PASSAGE FOR REVIEW:
= = = =

HARRISONBURG, Vir. — Ann Bradin Warner, 96, died on Aug. 7, 2019, in Harrisonburg, Virginia.

She was born on Dec. 2, 1922, in Garrett, Indiana, to John and Florence (Simon) Bradin, immigrants from Romania.

Ann was always a Hoosier despite spending many years living “away from home” in four other states and Brazil.

Ann is survived by three children who loved her as totally and unconditionally as she loved them. They are, Arthur E. Warner II, of Defiance, Ohio, Patricia J. Warner, of Harrisonburg, Virginia, and Melissa J. Warner, of Glen Allen, Virginia.

Her firstborn daughter, Linda A. Pataky, preceded her in death.

Ann cherished her 10 grandchildren, Scott (Cindy) Holzwart, of Elkton, Michigan, Zachary (Abbey) Erwin, of Blacksburg, Virginia, Whitney Erwin, of Harrisonburg, Virginia, Nathaniel (Mary) Erwin, of Charlottesville, Virginia, Matthew (Falon) McClenahan, of New Kent, Virginia, Elizabeth Scoggins, of Glen Allen, Virginia, Amanda Warner, of Portage, Michigan, Brandon Warner, of Defiance, Ohio, Todd Mickelson, of Novi, Michigan, and Sherri (Doug) Kirkland, of Ocala, Florida.

Her firstborn granddaughter, Stephanie Holzwart Collins, predeceased her.

Ann treasured her 10 great-grandchildren, David (Jackie) Holzwart, of Owendale, Michigan, Nicholas Holzwart, of Lansing, Michigan, Katherine Holzwart, of Elkton, Michigan, Kimberly Holzwart, of Harbor Beach, Michigan, Bo Mickelson, of Kingston, Michigan, Madison, Jackson and Emerson Kirkland, all of Ocala, Florida, Arthur Erwin, of Blacksburg, Virginia, Lucy and Alice Erwin, of Charlottesville, Virginia, and Mya and Miles McClenahan of New Kent, Virginia.

In 2018, she rejoiced in getting hugs from her first great-great-grandchild, Ariya Anderson, of Lansing, Michigan.

Known as “Sunshine Susie” in high school, with big brown eyes, a ready smile and a lead foot on her dad’s 1936 Ford, Ann was warm, vibrant and kind to all she met.

For almost 71 years, Ann was a loving wife to her high school sweetheart, Arthur E. “Art” Warner. The two were great life partners, raising a family, playing golf, enjoying friends, traveling, and, it must be said, sparring verbally. They even danced together, though Art had little rhythm and two left feet, while Ann was a natural hoofer who performed Romanian dances at the 1933 World’s Fair in Chicago.

Ann trained and briefly worked as a hair stylist, but from 1942 on, she proudly called herself a homemaker, never a housewife. The home she made for her four children, which grew to include their children and their children’s children, was a safe place where they never doubted they were loved, even if her eyebrow raised occasionally in annoyance.

= = = =

INFORMATION SUPPLIED:
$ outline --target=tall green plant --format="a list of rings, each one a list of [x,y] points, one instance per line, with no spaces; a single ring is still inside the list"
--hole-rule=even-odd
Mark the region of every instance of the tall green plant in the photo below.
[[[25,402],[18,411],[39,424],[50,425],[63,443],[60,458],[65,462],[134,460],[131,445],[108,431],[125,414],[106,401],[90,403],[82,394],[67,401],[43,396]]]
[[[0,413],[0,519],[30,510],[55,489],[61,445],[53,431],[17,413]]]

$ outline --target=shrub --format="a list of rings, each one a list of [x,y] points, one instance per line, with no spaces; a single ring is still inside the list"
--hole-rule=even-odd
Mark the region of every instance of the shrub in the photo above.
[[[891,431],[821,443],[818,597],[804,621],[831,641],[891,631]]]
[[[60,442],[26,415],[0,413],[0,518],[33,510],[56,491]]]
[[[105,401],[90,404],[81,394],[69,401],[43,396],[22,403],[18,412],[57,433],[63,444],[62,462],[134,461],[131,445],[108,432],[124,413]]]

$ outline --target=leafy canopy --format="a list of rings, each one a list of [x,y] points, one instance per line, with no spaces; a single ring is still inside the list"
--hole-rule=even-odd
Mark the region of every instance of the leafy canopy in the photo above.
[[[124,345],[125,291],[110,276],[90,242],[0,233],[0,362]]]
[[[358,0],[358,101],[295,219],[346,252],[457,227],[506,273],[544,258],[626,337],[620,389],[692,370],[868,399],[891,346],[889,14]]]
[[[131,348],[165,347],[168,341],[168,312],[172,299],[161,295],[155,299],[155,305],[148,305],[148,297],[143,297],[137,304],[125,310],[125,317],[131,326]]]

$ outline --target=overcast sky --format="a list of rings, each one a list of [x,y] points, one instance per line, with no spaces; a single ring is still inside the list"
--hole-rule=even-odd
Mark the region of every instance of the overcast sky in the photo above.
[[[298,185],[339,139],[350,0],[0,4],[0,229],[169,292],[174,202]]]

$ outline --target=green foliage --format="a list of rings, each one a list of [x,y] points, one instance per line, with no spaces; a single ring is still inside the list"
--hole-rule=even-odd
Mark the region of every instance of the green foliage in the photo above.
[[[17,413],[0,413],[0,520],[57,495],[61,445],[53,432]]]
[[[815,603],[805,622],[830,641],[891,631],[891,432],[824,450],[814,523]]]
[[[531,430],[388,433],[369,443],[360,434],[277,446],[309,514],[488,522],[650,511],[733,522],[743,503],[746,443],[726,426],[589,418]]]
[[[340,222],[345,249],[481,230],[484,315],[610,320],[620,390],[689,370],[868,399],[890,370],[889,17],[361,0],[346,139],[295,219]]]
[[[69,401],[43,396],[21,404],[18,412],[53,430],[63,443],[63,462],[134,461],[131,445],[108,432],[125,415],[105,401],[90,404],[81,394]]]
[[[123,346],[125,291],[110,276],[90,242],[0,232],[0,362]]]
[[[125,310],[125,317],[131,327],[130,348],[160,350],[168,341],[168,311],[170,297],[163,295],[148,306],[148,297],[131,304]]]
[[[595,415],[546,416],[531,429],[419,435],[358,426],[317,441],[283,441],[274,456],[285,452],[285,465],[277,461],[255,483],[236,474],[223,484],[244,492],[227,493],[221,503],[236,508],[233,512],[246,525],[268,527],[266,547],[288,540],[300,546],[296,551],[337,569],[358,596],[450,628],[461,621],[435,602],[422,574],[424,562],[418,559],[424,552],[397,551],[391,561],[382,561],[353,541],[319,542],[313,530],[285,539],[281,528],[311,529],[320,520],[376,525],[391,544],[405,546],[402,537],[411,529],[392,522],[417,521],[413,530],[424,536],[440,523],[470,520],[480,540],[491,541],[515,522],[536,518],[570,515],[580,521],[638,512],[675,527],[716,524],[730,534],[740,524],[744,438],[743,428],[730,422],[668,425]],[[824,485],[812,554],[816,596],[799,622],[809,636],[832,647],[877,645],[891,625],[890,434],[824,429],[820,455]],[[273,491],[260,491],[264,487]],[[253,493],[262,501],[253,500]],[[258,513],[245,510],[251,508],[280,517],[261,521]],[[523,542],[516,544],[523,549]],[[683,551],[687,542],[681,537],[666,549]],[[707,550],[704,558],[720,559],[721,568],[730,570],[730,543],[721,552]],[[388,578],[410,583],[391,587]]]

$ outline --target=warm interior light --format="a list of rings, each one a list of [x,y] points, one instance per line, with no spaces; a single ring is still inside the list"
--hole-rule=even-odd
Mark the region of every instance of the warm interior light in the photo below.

= = = =

TO DO:
Could you copy the obituary word for word from "Ann treasured her" up to and including "New Kent, Virginia."? The lines aren't needed here.

RESPONSE TO THE EXERCISE:
Ann treasured her 10 great-grandchildren, David (Jackie) Holzwart, of Owendale, Michigan, Nicholas Holzwart, of Lansing, Michigan, Katherine Holzwart, of Elkton, Michigan, Kimberly Holzwart, of Harbor Beach, Michigan, Bo Mickelson, of Kingston, Michigan, Madison, Jackson and Emerson Kirkland, all of Ocala, Florida, Arthur Erwin, of Blacksburg, Virginia, Lucy and Alice Erwin, of Charlottesville, Virginia, and Mya and Miles McClenahan of New Kent, Virginia.